**What the task requires**.
Please scale the rows below by rewriting every line, requests included, with each point coordinate in the answers multiplied by 1.25 and rounded to a whole number, halves rounding up. Leave the numbers in the requests and their format samples unchanged.

**Data**.
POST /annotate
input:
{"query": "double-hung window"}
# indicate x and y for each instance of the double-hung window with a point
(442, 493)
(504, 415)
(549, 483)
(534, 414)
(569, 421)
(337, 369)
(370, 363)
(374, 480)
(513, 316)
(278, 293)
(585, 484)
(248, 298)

**Task response**.
POST /annotate
input:
{"query": "double-hung window"}
# indicate x and y for each instance of the double-hung window with a point
(553, 616)
(630, 519)
(686, 604)
(668, 518)
(711, 526)
(421, 461)
(463, 454)
(468, 600)
(641, 395)
(348, 366)
(731, 605)
(310, 373)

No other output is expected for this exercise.